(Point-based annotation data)
## start

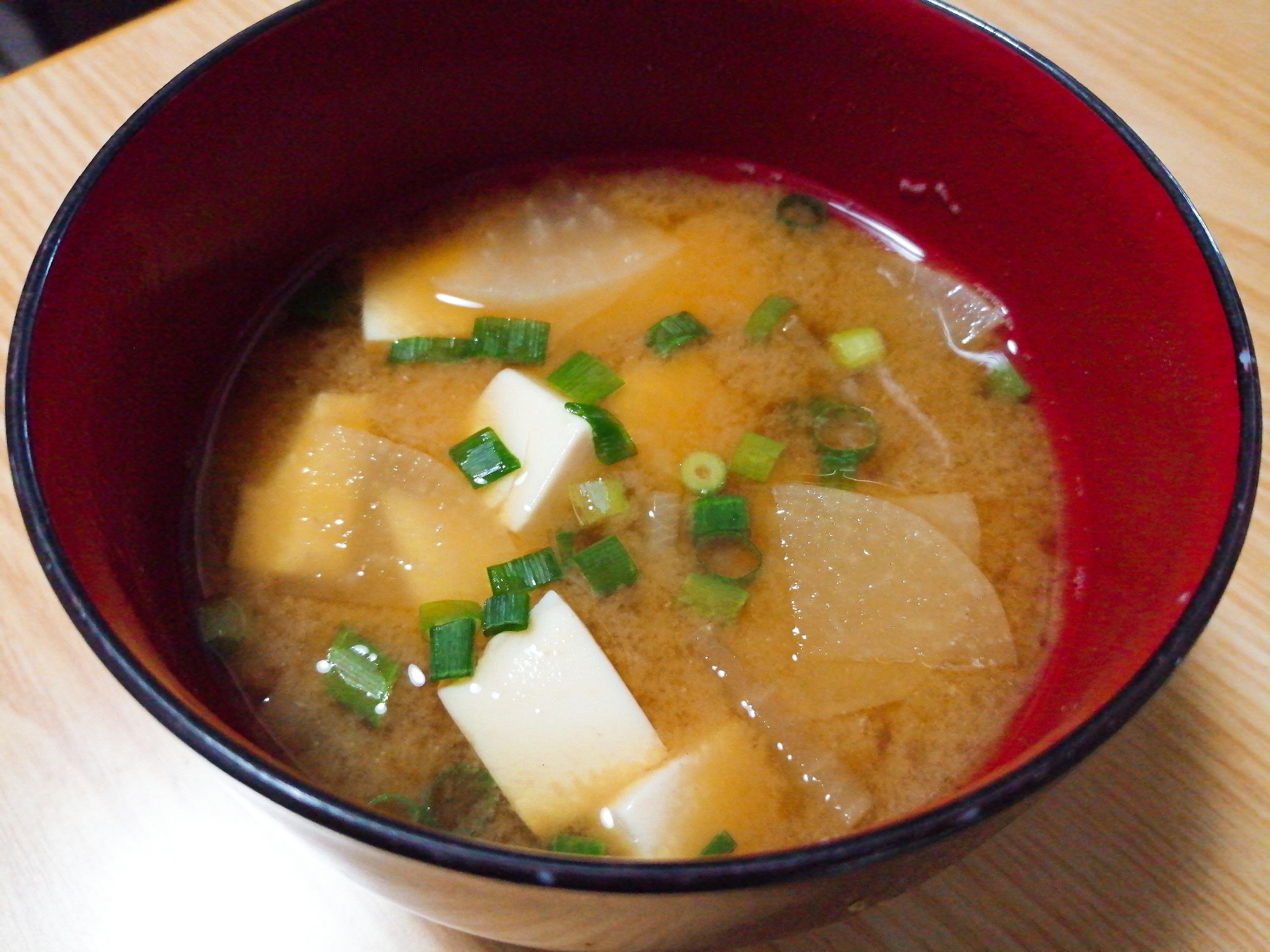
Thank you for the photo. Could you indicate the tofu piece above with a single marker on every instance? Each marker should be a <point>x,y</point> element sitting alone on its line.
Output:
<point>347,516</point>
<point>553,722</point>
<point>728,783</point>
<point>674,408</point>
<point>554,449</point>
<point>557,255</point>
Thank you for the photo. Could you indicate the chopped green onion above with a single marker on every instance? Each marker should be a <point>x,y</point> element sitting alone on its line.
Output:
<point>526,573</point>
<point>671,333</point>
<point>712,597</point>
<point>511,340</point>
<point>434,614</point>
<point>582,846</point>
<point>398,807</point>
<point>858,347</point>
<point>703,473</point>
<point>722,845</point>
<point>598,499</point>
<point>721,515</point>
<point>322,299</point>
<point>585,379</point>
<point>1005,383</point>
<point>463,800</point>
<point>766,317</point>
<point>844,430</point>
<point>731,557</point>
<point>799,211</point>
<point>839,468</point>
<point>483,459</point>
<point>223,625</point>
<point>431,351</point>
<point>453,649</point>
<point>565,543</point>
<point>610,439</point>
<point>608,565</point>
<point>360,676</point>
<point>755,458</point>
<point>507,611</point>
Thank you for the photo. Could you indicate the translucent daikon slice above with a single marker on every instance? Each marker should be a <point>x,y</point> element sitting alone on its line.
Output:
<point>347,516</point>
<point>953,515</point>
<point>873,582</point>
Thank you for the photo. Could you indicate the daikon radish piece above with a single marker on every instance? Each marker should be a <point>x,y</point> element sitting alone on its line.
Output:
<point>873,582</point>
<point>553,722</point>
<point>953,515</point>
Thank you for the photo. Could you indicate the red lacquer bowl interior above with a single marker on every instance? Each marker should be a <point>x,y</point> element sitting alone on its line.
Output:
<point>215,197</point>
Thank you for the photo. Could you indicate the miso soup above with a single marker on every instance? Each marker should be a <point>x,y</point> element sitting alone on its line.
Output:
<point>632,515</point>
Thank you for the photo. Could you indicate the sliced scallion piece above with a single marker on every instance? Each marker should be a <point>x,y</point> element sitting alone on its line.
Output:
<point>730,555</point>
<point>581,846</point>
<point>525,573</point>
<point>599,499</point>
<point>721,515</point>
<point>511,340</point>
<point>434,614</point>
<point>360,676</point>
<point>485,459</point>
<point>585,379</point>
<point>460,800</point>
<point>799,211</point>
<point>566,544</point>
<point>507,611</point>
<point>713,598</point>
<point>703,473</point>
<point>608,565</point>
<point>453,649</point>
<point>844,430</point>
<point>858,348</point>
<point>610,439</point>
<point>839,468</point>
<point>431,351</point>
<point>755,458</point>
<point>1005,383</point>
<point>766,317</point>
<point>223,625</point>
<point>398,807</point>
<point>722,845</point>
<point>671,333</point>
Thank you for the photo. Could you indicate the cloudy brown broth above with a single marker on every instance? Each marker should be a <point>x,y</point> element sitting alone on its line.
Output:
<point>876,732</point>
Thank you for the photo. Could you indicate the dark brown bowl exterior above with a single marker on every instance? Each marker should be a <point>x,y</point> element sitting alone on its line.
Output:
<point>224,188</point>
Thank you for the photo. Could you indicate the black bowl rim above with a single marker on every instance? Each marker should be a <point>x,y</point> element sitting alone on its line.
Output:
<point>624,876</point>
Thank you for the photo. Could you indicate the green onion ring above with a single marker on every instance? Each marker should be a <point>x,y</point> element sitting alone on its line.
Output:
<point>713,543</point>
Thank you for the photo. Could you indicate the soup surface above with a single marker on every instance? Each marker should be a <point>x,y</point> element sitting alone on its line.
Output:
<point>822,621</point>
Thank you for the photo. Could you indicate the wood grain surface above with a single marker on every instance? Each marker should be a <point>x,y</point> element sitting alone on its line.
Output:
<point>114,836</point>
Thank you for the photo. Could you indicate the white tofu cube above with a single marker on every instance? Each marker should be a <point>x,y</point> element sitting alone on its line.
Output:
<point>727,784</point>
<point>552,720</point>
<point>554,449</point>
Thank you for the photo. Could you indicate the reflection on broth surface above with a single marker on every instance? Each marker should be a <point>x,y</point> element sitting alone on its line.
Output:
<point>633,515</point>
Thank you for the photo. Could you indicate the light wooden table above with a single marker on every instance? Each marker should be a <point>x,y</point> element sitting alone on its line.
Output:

## end

#### Task description:
Copy the entries above faithfully and omit every image.

#### Correct result:
Thank you for the photo. Could you indicate the tofu piece above with a single marker on every instance? Each marker should be a <point>x,y</point> element sitting alone on its line.
Output:
<point>347,516</point>
<point>553,722</point>
<point>728,783</point>
<point>674,408</point>
<point>554,449</point>
<point>557,255</point>
Thank you for the photo. Could you indicate the chopped green onion above with a single marker on every instance? Each marker should be a <point>x,y</point> element sitting alone on its line.
Output:
<point>526,573</point>
<point>671,333</point>
<point>712,597</point>
<point>511,340</point>
<point>434,614</point>
<point>582,846</point>
<point>398,807</point>
<point>858,347</point>
<point>703,473</point>
<point>722,845</point>
<point>598,499</point>
<point>721,515</point>
<point>322,299</point>
<point>585,379</point>
<point>1005,383</point>
<point>463,800</point>
<point>766,317</point>
<point>844,430</point>
<point>731,557</point>
<point>799,211</point>
<point>839,468</point>
<point>483,459</point>
<point>223,625</point>
<point>431,351</point>
<point>453,649</point>
<point>565,543</point>
<point>610,439</point>
<point>608,565</point>
<point>360,676</point>
<point>755,458</point>
<point>507,611</point>
Thank you for the photo. Could you indicate the translucent daikon slice above with a single marker on every instance? Each marker should be a <point>x,y</point> element sitting alone on its line.
Output:
<point>347,516</point>
<point>953,515</point>
<point>873,582</point>
Thank you for the photo. Could you indicate the daikon radish piece above with a single marker on every instance? Each marker should be a <point>x,y</point> element sitting alone on its line.
Output:
<point>873,582</point>
<point>553,722</point>
<point>953,515</point>
Thank you for the photo. Could you indicate the red lacquer bowl interior above with a single marker on every instance? Each marker should be a <point>x,y</point> element sitting alone on its line.
Output:
<point>215,197</point>
Thank you for the photo. Could you indicate the miso soup above with a single marker on every instance? Each marker should be a <point>x,y</point> element sitting alone on its line.
Output:
<point>632,515</point>
Thank you for the photo. Could you indicate the sliced scallion piece above with a single marker on every instance? Each marker should be a <point>x,y</point> element sitting alone on its line.
Output:
<point>730,555</point>
<point>581,846</point>
<point>525,573</point>
<point>599,499</point>
<point>721,515</point>
<point>511,340</point>
<point>434,614</point>
<point>360,676</point>
<point>485,459</point>
<point>585,379</point>
<point>460,800</point>
<point>799,211</point>
<point>566,544</point>
<point>507,611</point>
<point>713,598</point>
<point>703,473</point>
<point>608,565</point>
<point>453,649</point>
<point>844,430</point>
<point>858,348</point>
<point>610,439</point>
<point>839,468</point>
<point>431,351</point>
<point>755,458</point>
<point>1005,383</point>
<point>766,317</point>
<point>223,625</point>
<point>398,807</point>
<point>722,845</point>
<point>671,333</point>
Thank you for the photo. Could you indicate the cloudy brown broth above with a single marker on every instance? Each marker should be a <point>x,y</point> element sitting alone on its line.
Output:
<point>876,732</point>
Thank you for the photo. Could you indicate the dark brown bowl exterior above with a single marker on every instance? Each marker should be a <point>x,y</point> element sitting alone on its line.
Output:
<point>224,188</point>
Thank you for the photo. Could you indicate the black bowl rim above with a single marker on every instance? Each marker should be a <point>x,y</point> element sitting alone on its line.
Output:
<point>624,876</point>
Thank you for the photo. Could you indicate the green onion ring above with a single marker on every instance? Each marker should be a <point>x,y</point> element sitting alone on its line.
Output:
<point>713,543</point>
Thank you for the photo. Could you indicate the soup surface above with a single marker on every instance? Each marker should be a <point>x,y</point> element sitting alone on its line.
Output:
<point>822,621</point>
Thank you for the photo. Could you indicate the wood grain surface above with a single marker on every instance? Each marker should be a <point>x,y</point> element sitting alone on its line.
Output:
<point>114,836</point>
Thank you for the photo. Could you indicate the white tofu cube above with a single marker on every instance? Each marker should be a <point>x,y</point> element sitting alone on its line.
Output:
<point>727,784</point>
<point>552,720</point>
<point>554,449</point>
Thank you for the photo. Could you indicate the reflection on broth surface above with a single marker on every instance? Each marker should be a <point>x,y</point> element sitting alone on its line.
Output:
<point>633,515</point>
Thank you for the photo. Could you indicate the light wooden table above with a single marker on every instance? Each marker should be a <point>x,y</point> element sitting alone on its line.
Output:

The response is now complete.